— start DATA TO USE —

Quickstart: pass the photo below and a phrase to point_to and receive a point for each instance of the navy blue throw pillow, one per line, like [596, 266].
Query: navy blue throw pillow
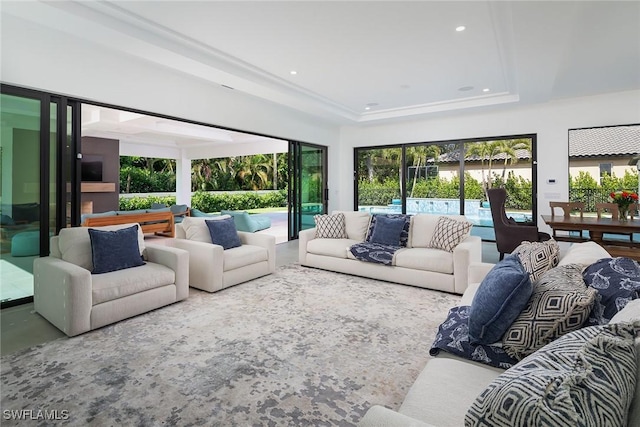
[224, 233]
[617, 281]
[386, 230]
[115, 250]
[502, 295]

— end DATA TO USE —

TASK STATEMENT: Express the rows above as a two-column CSV with the headers "prompt" and "points", one line per row. Put each row's request text and its answer in one quoted field apiece, turning line breaks into spaces, and omit the pictures.

FULL RESPONSE:
prompt,points
"Quickstart: pass the photo below and a phrase to point_to and receive a point for each instance of the navy blue throw pillow, one per line, like [596, 266]. Query: navy blue throw pillow","[224, 233] [617, 281] [386, 230] [115, 250] [502, 295]"